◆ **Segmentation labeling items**
##########
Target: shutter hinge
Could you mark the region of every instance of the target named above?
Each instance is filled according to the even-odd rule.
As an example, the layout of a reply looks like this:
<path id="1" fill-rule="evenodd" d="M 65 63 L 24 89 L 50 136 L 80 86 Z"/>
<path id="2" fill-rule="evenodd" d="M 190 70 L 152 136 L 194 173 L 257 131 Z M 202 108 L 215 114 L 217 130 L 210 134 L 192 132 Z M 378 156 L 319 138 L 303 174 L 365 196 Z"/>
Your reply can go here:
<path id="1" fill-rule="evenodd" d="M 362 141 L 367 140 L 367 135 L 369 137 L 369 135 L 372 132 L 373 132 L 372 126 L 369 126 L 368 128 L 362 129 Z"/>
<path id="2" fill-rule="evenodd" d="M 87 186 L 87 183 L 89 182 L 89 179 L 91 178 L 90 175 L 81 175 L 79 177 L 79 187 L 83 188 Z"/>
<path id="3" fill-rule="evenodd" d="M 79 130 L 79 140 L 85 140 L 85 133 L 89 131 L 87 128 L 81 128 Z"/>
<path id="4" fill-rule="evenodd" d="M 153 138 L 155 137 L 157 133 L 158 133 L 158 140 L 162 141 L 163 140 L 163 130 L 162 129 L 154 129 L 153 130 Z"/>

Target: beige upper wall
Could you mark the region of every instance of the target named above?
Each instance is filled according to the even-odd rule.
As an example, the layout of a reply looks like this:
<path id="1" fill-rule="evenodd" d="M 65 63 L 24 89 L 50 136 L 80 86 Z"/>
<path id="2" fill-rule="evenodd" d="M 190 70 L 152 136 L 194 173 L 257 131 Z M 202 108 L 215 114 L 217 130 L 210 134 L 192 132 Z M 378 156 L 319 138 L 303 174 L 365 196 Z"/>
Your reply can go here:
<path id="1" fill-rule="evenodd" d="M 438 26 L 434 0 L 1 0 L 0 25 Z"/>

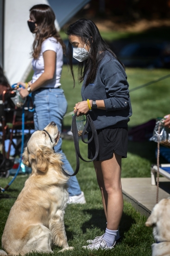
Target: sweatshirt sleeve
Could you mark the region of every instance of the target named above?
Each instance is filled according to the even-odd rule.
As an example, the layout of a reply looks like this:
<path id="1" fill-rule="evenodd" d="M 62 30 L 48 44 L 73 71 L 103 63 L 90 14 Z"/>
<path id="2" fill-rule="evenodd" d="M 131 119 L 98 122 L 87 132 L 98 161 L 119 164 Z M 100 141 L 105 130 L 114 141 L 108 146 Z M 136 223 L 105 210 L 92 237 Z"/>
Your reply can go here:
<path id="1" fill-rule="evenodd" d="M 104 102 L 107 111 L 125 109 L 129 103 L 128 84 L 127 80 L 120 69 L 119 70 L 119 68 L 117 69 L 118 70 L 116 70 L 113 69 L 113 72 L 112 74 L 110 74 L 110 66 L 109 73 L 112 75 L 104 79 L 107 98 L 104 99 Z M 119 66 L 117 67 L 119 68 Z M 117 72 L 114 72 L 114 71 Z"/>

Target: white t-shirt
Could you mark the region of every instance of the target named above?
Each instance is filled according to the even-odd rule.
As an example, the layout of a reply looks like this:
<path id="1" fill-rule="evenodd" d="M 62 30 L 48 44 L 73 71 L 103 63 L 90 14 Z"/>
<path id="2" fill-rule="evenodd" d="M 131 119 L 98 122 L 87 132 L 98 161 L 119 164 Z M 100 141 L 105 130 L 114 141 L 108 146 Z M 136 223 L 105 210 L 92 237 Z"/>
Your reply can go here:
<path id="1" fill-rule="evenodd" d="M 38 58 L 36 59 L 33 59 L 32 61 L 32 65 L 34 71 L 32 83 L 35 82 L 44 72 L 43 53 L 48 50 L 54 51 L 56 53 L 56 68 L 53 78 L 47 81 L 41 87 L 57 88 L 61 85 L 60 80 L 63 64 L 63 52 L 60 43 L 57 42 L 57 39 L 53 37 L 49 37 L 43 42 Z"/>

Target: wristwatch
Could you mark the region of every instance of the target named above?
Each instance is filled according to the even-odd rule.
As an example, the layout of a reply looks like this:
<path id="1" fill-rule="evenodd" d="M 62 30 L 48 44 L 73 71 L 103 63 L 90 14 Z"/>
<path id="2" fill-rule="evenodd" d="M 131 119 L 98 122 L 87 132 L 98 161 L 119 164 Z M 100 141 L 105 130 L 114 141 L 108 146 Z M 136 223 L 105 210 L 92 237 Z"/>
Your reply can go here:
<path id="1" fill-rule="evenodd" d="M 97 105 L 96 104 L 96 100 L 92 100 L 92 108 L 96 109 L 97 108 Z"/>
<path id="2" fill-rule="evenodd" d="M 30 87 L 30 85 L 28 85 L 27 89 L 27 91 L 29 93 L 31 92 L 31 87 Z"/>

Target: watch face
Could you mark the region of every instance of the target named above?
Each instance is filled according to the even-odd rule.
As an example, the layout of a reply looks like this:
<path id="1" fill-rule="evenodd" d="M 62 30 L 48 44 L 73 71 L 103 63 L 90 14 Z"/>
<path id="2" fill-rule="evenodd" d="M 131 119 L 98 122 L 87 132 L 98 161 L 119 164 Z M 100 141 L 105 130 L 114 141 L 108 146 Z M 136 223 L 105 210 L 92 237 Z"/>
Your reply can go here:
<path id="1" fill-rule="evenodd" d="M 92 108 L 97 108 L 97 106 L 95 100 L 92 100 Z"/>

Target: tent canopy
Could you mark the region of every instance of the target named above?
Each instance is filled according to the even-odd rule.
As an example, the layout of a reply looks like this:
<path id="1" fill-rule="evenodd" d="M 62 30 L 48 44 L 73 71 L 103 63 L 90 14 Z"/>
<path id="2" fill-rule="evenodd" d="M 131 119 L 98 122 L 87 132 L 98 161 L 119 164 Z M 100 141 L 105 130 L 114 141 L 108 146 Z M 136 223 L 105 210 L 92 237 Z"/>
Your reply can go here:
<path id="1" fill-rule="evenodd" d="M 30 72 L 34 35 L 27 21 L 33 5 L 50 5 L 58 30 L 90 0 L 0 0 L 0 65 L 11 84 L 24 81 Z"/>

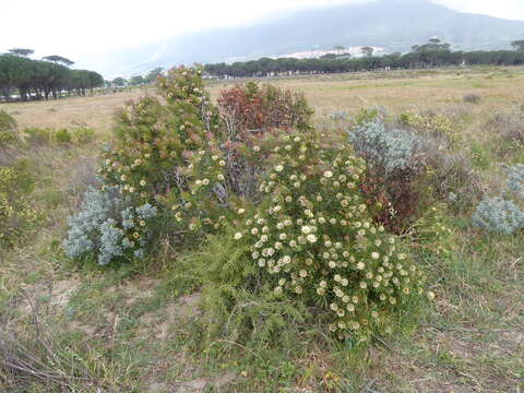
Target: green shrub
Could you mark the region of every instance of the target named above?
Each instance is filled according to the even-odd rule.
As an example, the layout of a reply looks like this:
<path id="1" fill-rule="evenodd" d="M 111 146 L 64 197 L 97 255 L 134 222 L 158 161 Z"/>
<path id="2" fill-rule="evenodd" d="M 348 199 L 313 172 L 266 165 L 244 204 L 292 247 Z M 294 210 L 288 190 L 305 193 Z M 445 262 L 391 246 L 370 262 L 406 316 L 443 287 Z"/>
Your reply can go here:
##########
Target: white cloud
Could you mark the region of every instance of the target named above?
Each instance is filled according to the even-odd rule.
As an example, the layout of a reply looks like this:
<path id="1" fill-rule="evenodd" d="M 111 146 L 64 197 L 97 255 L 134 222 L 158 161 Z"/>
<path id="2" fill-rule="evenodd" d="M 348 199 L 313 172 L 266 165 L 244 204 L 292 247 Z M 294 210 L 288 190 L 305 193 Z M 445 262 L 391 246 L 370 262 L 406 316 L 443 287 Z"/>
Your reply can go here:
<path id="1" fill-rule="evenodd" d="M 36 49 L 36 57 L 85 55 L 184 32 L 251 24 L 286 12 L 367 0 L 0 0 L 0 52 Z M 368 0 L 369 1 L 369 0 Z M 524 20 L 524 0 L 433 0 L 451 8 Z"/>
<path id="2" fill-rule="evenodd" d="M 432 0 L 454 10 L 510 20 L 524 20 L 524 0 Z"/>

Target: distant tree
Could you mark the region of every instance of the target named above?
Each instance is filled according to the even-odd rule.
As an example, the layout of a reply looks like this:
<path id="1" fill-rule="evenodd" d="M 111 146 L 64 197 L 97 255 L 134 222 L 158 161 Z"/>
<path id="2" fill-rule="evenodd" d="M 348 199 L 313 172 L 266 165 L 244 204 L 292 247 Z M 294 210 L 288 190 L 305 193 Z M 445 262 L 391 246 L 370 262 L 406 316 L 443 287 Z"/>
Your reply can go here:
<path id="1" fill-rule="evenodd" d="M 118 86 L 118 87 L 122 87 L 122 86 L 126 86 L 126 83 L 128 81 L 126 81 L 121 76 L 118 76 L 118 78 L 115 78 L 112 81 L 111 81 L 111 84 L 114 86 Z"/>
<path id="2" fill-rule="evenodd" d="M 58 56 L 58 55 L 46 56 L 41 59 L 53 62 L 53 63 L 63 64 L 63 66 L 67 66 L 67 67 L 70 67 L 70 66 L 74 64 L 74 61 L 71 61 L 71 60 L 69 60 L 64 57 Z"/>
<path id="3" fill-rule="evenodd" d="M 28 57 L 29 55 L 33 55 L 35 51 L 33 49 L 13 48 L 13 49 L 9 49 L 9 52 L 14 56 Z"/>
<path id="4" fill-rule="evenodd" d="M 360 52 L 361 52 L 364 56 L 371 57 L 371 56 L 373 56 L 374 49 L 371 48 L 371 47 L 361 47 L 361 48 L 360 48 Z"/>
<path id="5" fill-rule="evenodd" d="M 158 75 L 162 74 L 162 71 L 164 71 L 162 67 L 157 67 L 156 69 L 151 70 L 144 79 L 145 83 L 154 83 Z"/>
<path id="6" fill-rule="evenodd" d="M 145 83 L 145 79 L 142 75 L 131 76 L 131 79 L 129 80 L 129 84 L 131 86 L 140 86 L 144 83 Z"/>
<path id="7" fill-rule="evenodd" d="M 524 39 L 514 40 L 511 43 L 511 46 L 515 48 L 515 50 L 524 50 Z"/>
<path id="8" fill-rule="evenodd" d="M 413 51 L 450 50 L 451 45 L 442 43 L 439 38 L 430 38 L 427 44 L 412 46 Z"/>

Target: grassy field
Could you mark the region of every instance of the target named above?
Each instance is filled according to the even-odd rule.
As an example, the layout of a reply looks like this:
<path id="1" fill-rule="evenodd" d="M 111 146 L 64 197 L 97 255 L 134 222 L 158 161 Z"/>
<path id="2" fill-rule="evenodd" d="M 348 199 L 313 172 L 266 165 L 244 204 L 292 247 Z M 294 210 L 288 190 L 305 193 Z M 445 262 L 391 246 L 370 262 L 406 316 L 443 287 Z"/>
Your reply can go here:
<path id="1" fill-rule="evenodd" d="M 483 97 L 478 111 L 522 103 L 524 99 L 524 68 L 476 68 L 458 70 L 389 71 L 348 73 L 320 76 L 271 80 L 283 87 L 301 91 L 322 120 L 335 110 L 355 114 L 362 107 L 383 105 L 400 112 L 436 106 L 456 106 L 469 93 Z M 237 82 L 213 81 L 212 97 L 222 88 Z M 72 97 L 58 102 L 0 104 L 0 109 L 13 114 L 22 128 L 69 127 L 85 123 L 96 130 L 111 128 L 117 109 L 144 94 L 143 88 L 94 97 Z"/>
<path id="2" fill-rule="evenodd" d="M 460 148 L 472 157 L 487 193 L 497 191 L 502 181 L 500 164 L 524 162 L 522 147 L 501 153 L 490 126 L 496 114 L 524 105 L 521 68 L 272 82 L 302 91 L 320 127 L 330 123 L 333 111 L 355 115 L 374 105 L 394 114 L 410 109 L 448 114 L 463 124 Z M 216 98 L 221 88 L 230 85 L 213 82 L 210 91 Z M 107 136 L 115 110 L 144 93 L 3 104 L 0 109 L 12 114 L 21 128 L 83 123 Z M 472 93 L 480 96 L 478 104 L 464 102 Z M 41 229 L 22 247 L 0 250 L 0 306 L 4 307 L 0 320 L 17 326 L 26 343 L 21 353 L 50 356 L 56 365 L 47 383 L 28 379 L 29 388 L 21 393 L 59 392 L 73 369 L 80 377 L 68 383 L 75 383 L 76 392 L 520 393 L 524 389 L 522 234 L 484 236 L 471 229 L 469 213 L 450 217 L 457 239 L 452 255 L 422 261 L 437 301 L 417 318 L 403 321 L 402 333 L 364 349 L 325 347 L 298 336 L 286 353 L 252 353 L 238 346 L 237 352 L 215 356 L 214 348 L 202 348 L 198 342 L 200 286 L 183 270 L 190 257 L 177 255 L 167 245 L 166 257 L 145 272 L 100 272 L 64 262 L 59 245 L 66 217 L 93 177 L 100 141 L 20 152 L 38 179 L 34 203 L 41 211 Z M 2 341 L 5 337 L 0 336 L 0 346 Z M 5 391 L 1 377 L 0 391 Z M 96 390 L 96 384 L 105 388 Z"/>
##########
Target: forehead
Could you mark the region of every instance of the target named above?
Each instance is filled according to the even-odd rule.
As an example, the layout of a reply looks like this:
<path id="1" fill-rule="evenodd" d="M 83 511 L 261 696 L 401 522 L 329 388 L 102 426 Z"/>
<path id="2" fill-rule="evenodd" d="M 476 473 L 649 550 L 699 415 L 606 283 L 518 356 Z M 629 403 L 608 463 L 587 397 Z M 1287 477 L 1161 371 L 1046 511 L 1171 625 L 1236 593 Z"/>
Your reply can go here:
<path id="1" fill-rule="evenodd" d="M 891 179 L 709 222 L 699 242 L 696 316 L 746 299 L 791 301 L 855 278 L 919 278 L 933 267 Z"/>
##########
Revise the stretch of the listing from the line containing "Target: wristwatch" through the line containing "30 72 L 34 35", changing every "reply" to "response" and leaving everything else as it is. Return only those lines.

◆ **RESULT BELOW**
Target: wristwatch
Could you mark the region of every instance of the target named above?
Each instance is filled according to the even-odd rule.
As an example, the layout of a response looks like this:
<path id="1" fill-rule="evenodd" d="M 62 30 L 48 44 L 73 71 L 103 63 L 90 14 Z"/>
<path id="2" fill-rule="evenodd" d="M 131 119 L 98 122 L 87 132 L 98 161 L 119 164 Z M 100 141 L 105 130 L 114 141 L 108 146 Z M 136 223 L 105 210 L 92 237 Z"/>
Your response can go here:
<path id="1" fill-rule="evenodd" d="M 97 105 L 96 104 L 96 100 L 92 100 L 92 108 L 96 109 L 97 108 Z"/>
<path id="2" fill-rule="evenodd" d="M 30 87 L 30 85 L 28 85 L 27 89 L 27 91 L 29 93 L 31 92 L 31 87 Z"/>

Target: watch face
Could you mark the region of every instance of the target named above?
Each instance is filled according to the even-odd rule.
As an example, the layout of a response looks like this:
<path id="1" fill-rule="evenodd" d="M 62 30 L 48 44 L 73 71 L 103 63 L 90 14 Z"/>
<path id="2" fill-rule="evenodd" d="M 131 119 L 98 122 L 87 132 L 98 161 L 119 164 Z M 100 141 L 105 130 L 114 141 L 108 146 Z M 136 223 L 105 210 L 92 237 Z"/>
Your response can go here:
<path id="1" fill-rule="evenodd" d="M 92 108 L 97 108 L 97 106 L 95 100 L 92 100 Z"/>

Target: tent canopy
Could you mark the region of every instance of the target named above?
Each instance is filled according to the even-odd rule.
As an example, the layout of a response looks like this:
<path id="1" fill-rule="evenodd" d="M 62 30 L 48 44 L 73 71 L 103 63 L 90 14 Z"/>
<path id="2" fill-rule="evenodd" d="M 131 119 L 98 122 L 87 132 L 98 161 L 119 164 Z M 100 141 L 105 130 L 114 141 L 108 146 Z M 136 223 L 105 210 L 92 237 Z"/>
Your response can go here:
<path id="1" fill-rule="evenodd" d="M 30 72 L 34 35 L 27 21 L 33 5 L 50 5 L 58 30 L 90 0 L 0 0 L 0 65 L 11 84 L 24 81 Z"/>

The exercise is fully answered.